▸ EXERCISE BRIEF: Go through the data below. List every line that holds the word "glove".

_ _ _ _ _

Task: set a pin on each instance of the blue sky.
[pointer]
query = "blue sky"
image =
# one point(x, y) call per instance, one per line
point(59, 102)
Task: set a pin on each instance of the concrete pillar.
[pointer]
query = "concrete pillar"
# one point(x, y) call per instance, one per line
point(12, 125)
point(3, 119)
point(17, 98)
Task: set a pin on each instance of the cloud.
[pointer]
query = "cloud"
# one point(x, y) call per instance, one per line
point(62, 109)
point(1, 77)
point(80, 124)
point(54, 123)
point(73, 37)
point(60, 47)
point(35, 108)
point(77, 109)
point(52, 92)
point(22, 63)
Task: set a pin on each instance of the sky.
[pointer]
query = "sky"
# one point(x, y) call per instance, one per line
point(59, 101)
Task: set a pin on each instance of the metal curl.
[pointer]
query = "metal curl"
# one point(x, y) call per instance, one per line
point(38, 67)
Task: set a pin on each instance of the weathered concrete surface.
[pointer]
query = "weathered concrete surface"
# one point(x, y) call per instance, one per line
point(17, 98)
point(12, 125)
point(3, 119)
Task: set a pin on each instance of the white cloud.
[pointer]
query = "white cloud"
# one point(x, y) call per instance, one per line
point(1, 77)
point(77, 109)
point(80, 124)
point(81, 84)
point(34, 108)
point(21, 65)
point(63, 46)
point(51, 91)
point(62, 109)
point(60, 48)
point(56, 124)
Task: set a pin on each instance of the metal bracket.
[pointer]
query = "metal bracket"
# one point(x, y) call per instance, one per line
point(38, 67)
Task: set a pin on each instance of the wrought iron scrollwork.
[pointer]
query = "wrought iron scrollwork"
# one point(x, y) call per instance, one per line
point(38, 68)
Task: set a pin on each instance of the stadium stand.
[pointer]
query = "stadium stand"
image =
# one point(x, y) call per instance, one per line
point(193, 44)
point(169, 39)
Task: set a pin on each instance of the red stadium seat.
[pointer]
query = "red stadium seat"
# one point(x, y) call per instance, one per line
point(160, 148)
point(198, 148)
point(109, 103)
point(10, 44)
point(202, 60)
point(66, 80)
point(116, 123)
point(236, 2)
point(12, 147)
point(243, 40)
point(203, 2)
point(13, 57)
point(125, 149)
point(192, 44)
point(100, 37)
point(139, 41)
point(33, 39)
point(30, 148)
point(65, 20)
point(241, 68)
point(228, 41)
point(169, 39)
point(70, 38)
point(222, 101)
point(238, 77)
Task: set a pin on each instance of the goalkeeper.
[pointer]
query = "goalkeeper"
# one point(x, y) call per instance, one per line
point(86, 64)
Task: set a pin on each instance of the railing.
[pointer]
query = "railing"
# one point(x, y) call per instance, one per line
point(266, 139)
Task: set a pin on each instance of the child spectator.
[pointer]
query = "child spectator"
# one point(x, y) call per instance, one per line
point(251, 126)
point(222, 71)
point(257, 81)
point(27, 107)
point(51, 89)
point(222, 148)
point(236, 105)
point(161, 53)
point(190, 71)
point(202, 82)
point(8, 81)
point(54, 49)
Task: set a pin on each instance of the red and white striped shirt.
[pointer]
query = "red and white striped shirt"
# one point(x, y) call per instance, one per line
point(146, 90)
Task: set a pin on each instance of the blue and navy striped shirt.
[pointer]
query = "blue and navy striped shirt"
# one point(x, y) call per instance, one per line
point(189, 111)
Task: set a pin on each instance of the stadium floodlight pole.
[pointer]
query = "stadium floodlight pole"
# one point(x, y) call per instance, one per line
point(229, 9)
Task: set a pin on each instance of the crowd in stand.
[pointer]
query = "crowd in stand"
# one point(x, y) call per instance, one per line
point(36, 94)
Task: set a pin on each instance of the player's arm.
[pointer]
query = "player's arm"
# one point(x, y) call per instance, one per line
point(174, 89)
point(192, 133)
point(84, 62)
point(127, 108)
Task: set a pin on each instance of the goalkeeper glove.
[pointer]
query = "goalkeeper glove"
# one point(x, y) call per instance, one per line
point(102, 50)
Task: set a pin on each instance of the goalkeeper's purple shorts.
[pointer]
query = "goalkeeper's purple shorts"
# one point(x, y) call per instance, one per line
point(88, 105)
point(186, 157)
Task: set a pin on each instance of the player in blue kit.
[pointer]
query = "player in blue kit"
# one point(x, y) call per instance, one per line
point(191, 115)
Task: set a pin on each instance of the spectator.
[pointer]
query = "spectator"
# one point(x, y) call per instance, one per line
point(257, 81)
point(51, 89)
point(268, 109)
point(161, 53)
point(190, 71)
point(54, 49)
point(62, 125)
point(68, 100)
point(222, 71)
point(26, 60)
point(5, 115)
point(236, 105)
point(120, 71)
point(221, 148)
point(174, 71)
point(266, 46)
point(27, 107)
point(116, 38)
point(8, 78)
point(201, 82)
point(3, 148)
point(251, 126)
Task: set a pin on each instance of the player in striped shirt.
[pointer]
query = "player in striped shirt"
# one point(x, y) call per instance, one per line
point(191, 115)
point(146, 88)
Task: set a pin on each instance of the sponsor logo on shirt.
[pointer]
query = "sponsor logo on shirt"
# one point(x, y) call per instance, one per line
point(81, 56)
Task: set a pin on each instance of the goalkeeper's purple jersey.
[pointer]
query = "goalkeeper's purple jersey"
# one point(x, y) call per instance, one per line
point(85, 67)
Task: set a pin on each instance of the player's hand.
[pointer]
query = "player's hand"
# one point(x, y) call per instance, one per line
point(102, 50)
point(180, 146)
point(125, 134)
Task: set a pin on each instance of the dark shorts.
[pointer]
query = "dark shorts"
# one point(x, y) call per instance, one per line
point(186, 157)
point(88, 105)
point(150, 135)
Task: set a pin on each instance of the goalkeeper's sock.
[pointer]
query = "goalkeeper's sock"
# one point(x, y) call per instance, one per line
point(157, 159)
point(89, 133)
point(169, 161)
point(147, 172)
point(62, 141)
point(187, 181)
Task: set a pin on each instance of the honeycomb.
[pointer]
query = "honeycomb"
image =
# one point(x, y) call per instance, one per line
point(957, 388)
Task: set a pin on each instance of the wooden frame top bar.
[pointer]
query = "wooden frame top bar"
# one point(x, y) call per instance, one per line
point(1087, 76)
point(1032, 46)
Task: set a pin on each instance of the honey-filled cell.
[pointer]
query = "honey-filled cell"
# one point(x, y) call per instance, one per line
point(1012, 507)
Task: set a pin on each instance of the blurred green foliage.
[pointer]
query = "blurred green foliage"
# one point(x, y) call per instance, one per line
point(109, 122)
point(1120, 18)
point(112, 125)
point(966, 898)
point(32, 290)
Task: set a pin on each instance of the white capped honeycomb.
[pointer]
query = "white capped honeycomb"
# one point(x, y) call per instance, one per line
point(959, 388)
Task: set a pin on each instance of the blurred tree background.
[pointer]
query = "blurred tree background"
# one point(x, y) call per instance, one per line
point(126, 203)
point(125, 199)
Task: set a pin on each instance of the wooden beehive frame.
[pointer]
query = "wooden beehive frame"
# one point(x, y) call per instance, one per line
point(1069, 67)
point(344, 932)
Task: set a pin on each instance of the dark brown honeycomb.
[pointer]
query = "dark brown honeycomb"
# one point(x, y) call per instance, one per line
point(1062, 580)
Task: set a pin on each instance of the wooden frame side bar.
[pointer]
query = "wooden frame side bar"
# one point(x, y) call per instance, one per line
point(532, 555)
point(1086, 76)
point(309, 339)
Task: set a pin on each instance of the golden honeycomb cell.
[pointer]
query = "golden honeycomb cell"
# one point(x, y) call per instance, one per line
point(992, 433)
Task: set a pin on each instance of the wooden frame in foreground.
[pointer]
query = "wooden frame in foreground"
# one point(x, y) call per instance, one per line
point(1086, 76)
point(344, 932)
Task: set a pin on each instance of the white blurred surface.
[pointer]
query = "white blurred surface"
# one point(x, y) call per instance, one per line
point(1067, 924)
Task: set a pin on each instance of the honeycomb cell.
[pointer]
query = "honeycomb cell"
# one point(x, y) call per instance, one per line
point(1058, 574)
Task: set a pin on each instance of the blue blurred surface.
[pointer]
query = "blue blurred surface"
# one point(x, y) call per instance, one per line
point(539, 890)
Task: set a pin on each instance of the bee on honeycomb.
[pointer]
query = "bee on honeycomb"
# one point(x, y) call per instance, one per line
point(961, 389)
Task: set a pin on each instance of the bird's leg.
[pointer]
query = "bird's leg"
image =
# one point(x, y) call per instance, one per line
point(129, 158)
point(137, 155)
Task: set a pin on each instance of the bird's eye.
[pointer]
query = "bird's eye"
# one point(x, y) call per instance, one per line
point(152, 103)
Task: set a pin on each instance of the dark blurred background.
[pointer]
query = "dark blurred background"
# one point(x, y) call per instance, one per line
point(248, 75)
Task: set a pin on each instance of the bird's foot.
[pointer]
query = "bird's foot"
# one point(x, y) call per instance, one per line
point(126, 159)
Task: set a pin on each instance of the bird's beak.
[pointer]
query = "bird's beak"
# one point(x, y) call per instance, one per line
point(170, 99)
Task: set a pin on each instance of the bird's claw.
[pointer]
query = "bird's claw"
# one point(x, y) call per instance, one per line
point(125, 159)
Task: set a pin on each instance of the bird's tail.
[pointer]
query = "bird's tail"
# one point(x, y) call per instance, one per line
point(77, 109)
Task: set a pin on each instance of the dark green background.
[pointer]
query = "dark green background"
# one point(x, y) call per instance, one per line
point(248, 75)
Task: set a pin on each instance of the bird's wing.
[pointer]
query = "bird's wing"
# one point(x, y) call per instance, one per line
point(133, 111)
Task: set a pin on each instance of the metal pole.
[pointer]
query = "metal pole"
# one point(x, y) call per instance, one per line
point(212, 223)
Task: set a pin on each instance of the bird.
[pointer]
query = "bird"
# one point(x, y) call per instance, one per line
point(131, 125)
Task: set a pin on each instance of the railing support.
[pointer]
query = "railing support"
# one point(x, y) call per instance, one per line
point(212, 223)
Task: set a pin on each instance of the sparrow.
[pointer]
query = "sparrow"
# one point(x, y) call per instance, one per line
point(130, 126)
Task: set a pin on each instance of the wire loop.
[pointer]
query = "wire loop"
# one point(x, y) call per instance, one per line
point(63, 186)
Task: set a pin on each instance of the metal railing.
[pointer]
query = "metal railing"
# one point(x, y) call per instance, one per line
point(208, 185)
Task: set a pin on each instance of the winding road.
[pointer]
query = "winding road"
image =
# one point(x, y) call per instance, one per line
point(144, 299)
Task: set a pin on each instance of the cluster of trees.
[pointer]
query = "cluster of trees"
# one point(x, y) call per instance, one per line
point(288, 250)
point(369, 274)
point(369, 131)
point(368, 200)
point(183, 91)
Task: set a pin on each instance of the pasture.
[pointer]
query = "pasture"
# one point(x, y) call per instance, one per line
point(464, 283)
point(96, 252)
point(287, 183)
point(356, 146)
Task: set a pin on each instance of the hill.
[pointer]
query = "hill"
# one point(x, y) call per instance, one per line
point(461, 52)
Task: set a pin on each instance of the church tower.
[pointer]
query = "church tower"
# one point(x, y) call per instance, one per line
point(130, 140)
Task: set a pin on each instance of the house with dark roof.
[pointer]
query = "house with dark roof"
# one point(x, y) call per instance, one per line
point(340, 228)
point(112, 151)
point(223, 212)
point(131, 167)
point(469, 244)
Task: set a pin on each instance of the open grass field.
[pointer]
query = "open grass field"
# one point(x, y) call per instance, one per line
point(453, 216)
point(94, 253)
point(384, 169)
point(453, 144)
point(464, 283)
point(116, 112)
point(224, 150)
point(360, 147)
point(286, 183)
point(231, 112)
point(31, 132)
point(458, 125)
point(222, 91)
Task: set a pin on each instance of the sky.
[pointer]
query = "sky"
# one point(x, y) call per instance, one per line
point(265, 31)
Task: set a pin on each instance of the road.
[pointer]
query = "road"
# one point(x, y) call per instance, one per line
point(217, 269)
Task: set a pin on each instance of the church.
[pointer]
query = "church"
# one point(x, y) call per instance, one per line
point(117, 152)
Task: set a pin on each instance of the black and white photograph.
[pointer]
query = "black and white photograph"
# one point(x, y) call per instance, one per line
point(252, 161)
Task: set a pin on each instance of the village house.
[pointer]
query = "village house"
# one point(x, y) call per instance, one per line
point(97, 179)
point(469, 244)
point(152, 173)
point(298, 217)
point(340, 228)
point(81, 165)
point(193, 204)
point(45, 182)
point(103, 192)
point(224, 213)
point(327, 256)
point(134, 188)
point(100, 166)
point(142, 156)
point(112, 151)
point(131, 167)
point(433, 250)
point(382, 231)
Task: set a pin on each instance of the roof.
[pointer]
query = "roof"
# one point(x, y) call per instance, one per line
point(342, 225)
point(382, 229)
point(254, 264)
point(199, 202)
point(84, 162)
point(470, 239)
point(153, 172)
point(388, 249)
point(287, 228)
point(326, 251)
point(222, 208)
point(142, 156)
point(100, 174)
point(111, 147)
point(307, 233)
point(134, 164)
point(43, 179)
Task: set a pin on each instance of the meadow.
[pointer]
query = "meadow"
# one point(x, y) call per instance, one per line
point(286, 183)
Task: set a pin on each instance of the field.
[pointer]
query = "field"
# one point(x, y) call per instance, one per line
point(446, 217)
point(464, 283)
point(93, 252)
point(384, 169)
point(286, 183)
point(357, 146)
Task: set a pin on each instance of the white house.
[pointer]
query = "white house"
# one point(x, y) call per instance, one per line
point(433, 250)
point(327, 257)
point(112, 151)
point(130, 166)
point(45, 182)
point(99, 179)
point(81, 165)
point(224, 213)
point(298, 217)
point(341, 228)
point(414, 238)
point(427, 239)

_ _ _ _ _

▸ TASK SOLUTION:
Task: set a pin on each instance of the goalkeeper glove.
query = "goalkeeper glove"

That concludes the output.